* [DESCRIPTION OF THE TASK]: The entries that follow are to be duplicated in full, character for character.

* [DATASET]:
▼

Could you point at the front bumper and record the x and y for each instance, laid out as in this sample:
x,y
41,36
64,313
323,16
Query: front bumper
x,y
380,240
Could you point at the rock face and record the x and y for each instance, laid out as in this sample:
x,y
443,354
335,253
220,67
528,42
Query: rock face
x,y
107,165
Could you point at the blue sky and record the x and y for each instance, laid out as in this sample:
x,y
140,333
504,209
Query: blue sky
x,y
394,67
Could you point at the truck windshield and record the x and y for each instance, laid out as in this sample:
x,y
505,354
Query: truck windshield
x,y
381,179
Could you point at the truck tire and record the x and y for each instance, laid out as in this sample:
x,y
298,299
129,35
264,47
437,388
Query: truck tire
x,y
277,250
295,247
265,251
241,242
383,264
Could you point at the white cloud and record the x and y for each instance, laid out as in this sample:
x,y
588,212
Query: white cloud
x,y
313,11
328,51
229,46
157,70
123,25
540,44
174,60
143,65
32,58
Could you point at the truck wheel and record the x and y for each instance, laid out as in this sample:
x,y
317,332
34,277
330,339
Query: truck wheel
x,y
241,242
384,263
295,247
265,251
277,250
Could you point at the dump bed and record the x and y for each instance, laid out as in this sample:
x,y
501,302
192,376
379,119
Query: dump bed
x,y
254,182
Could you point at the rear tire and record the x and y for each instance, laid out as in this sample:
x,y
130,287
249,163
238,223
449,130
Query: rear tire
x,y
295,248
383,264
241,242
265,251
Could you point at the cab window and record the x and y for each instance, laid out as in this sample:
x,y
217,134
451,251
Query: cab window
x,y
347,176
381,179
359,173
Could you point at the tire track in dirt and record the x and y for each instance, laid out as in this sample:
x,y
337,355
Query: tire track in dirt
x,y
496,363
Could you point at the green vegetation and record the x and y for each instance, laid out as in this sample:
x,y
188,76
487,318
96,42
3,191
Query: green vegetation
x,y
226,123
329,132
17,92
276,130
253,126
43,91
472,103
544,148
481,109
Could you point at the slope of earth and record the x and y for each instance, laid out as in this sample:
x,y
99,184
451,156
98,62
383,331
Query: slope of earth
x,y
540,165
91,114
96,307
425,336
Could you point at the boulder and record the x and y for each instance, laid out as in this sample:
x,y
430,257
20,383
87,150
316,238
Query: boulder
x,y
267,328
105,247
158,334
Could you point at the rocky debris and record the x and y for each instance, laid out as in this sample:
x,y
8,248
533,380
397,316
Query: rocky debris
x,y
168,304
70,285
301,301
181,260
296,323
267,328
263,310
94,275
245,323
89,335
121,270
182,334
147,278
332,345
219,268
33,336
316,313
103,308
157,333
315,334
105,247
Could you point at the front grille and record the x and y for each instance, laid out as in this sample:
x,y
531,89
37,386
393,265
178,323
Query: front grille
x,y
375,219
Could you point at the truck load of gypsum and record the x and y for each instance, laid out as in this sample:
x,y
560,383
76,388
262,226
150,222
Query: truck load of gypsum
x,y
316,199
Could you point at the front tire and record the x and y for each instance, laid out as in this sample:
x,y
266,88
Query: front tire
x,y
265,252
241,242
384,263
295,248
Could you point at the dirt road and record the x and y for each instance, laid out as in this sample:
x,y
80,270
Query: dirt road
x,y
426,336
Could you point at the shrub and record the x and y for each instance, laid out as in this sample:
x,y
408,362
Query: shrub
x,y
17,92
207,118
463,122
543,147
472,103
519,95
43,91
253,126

▲

* [RESULT OF THE EXERCISE]:
Could you point at the front bumper and record the x and y for each instance, laid out as in this sample:
x,y
41,36
64,313
323,16
Query: front bumper
x,y
380,240
Could you point at the rock face and record the x and y for each instance, laid out as in this sample:
x,y
443,354
335,253
220,67
528,42
Query: rock face
x,y
107,165
Could you point at the blue sky and record the x and y for each instance, laid out as in this sample:
x,y
140,333
504,209
Query: blue sky
x,y
394,67
Could you point at the truck windshield and record the x and y for each instance, laid out as in this sample:
x,y
505,354
Query: truck windshield
x,y
381,179
Could you point at the truck tire and record the x and y for each instance, laid out as in this sample:
x,y
298,299
129,35
264,47
437,388
Query: truck tire
x,y
277,250
295,247
265,251
241,242
383,264
Could you point at the white cloud and record the x and y for each instance, laid out as in this sample:
x,y
588,212
Query: white cloud
x,y
313,11
328,51
229,46
157,70
123,25
540,44
174,60
143,65
32,58
Could you point at the truck wheel and record the x and y for each instance, laid out as in this sample:
x,y
317,332
34,277
330,339
Query: truck wheel
x,y
241,242
384,263
295,247
265,251
277,250
Could you point at the dump bed and record the x and y for each instance, laid out as in this sample:
x,y
501,302
192,376
379,119
Query: dump bed
x,y
254,182
Could you point at the rear tire and record the x and y for each instance, laid out as in this sample:
x,y
130,287
249,163
238,223
449,130
Query: rear tire
x,y
295,248
383,264
241,242
265,251
Could you point at the cab window and record the x and y for each instance, laid out as in this sample:
x,y
217,134
451,251
Query: cab window
x,y
347,176
381,179
359,173
Could you point at the tire track in dirt and record the x and y for each instance, laid out as in this sample:
x,y
337,355
Query: tire track in dirt
x,y
496,363
Could you point at the green vegetation and record the x and y for each instance, laid out as in this sample:
x,y
188,76
487,318
96,42
3,191
Query: green vegetation
x,y
226,123
329,132
17,92
276,130
253,126
43,91
472,103
544,148
481,109
Could you point at the slope of earth and record the x and y for each instance, laid out as in this sample:
x,y
99,184
451,156
98,62
383,331
Query: slope of earth
x,y
540,165
91,114
96,307
425,336
Could you point at the boulder and record the x and y for each instance, laid out as in this sample:
x,y
430,257
20,383
87,150
316,238
Query: boulder
x,y
267,328
105,247
158,334
Could you point at the rocky debris and record the x and y for each instance, laid out as in this sample:
x,y
8,248
533,380
397,316
Query: rocky debris
x,y
168,304
70,285
301,301
181,260
296,323
267,328
263,310
94,275
245,323
89,335
121,270
182,334
147,278
332,345
219,268
33,336
316,313
103,308
157,333
315,334
105,247
Could you point at the front grille and record the x and y for each instance, laid out as in this sample:
x,y
531,89
37,386
393,265
178,323
Query: front grille
x,y
375,219
Could you point at the truck load of gypsum and record the x and y for each instance, laid out as in this sample:
x,y
560,383
76,388
262,226
150,222
Query: truck load of gypsum
x,y
316,199
Could you point at the front tire and record the x and y for each instance, laid out as in this sample:
x,y
266,88
Query: front tire
x,y
265,252
241,242
384,263
295,248
Could you point at the dirt road and record the x and y for each instance, laid out as in this sample:
x,y
80,270
Query: dirt road
x,y
426,336
Could you point at the shrub and record the x and y for each instance, laid out as in this sample:
x,y
408,362
Query: shrub
x,y
17,92
207,118
463,122
543,147
472,103
519,95
43,91
253,126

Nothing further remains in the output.